Consultant Argiris Asderakis chose to use the donated organs despite knowing they had already been rejected by a string of other hospitals across Britain.

The kidneys, which contained a deadly rare parasitic worm, were given to Darren Hughes and Robert Stuart, both of whom later died.

At the inquest into their deaths, Asderakis said he had warned the two men there was a small risk of a brain infection being passed on because the donor had died from meningitis, although the cause was unknown.

Appearing to strongly reject this claim at the hearing, the families of both men shook their heads while Stuart’s wife Judith silently mouthed the word: “Liar.”

Asderakis later turned to the grieving relatives and told them: “I am terribly sorry for the loss of both families. I wish I could turn the clock back.”

The surgeon said there was “always a risk” with transplants when the donor’s precise cause of death is unknown.

Hughes, a 42-year-old father-of-six, and grandfather Stuart, 67, were not told of the 39-year-old donor’s lifestyle before they were operated on at the Labour-run Welsh NHS hospital.

On Wednesday Asderakis, 51, admitted he took a calculated risk in accepting the kidneys after they had been rejected by a string of centres across Britain. Asderakis told their inquest he could not have known the kidneys were infected with the worm - known as halicephalobus - and led to the first recorded human to human transmission in history. He believed there was a low risk the meningitis which killed the donor could be transmitted to Hughes and Stuart.

He said: “I cannot say what I felt when I discovered there was an infection.

“Not just me, but the whole unit are distraught about that, and we are trying to learn lessons. Nobody could have predicted it.”

Stored records:

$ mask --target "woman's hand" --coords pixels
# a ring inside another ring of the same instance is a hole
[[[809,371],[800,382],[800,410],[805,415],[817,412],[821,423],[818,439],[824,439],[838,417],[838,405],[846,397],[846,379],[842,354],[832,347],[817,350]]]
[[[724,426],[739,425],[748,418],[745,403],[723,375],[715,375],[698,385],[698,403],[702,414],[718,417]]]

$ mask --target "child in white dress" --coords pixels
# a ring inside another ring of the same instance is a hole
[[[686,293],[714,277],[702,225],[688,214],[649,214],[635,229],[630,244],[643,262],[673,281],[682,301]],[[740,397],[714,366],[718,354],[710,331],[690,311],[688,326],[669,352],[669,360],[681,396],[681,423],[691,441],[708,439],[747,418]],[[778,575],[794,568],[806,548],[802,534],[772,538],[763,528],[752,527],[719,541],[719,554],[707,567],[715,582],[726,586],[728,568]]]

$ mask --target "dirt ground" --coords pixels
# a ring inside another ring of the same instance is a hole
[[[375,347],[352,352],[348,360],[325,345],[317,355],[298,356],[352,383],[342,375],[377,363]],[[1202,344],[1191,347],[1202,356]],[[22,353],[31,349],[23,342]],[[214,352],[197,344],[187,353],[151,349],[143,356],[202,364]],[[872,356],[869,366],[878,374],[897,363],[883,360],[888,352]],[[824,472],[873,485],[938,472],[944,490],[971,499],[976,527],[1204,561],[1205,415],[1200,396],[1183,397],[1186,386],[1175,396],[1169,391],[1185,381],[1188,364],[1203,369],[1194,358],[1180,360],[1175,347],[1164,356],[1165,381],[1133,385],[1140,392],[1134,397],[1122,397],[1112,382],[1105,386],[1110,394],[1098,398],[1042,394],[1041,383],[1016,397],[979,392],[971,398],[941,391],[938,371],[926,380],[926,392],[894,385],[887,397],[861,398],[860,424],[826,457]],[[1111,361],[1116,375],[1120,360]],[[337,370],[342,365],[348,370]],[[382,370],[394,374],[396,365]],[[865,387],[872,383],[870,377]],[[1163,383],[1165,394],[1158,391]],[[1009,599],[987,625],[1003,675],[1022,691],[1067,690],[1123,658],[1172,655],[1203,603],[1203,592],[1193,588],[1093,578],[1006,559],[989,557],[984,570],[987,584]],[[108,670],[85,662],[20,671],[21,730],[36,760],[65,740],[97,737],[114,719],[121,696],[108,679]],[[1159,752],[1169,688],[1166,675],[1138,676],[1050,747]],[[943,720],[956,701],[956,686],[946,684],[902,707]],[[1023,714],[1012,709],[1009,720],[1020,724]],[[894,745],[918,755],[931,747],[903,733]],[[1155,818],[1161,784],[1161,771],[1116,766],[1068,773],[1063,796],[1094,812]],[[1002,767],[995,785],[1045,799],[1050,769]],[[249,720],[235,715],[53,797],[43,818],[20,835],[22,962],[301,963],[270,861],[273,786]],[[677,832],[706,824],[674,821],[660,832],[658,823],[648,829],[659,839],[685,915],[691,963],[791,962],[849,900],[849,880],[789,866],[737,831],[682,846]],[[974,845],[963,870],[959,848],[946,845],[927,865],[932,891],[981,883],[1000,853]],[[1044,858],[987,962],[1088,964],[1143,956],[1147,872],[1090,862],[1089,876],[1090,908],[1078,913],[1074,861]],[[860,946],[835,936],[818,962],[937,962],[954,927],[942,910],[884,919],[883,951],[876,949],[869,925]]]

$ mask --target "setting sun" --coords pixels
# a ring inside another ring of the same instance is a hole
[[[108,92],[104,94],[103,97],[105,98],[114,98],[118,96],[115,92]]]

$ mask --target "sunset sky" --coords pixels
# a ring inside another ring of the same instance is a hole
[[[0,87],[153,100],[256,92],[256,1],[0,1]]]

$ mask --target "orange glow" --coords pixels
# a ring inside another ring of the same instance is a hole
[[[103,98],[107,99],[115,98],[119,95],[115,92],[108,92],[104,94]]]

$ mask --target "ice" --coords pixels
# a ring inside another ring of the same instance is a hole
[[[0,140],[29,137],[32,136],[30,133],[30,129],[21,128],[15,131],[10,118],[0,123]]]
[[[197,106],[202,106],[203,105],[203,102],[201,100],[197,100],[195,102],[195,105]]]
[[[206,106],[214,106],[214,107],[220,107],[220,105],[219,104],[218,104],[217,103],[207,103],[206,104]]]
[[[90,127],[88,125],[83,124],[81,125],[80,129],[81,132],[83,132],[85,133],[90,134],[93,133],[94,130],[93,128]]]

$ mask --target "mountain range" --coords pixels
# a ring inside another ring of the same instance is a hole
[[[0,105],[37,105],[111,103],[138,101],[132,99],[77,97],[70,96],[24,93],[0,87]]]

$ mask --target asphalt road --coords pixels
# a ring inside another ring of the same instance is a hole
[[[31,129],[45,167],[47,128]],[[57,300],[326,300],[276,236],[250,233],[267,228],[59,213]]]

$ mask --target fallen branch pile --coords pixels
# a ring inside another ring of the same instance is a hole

:: ACTIVITIES ::
[a] Answer these questions using the kidney transplant article.
(i) What was the name of the worm found in the kidneys?
(ii) How old was the donor?
(iii) What word did Judith Stuart silently mouth at the hearing?
[b] In the kidney transplant article, rewrite the paragraph beginning "On Wednesday Asderakis, 51, admitted" as a short bulleted list that keeps its main facts.
[c] Pick up the kidney transplant article after its final sentence and carry it on.

:: PER-TASK OUTPUTS ::
[a]
(i) Halicephalobus.
(ii) 39.
(iii) "Liar."

[b]
- Asderakis, 51, admitted on Wednesday that he took a calculated risk in accepting the kidneys.
- A string of centres across Britain had already rejected them.
- He told the inquest he could not have known the kidneys were infected with the worm halicephalobus.
- The infection was the first recorded human-to-human transmission in history.
- He believed the risk of the donor's meningitis passing to Hughes and Stuart was low.

[c]
The inquest heard Hughes and Stuart died within three weeks of being given the infected kidneys. Post mortem examinations of both men found an infestation of the worm - which lives in soil - in their brains.

Asderakis, a transplant surgeon for 14 years at University Hospital of Wales in Cardiff, said not knowing the exact cause of death of a transplant donor was “not uncommon”.

He explained: “The decision to transplant is always a risk. It is never clear cut.”

He said transplant operations using high-risk organs occur every day, adding: “If you exclude all high-risk donors then we will stop 11 percent of donors in this country. That is 1 500 transplants.”

Hughes and Stuart were both on the donor waiting list. They were telephoned in the early hours of November 30 last year and told they had found a “good match” and would receive a transplant.

But the kidneys from the donor in the Manchester area - who was known to have slept rough and drank 11 times the weekly recommended alcohol level - had been rejected by hospitals from Edinburgh to Birmingham.

The parasitic worm lays eggs in the liver and kidneys and then travels to the brain where it stops the blood supply and causes bleeding.

The inquest in Cardiff has been adjourned until next month.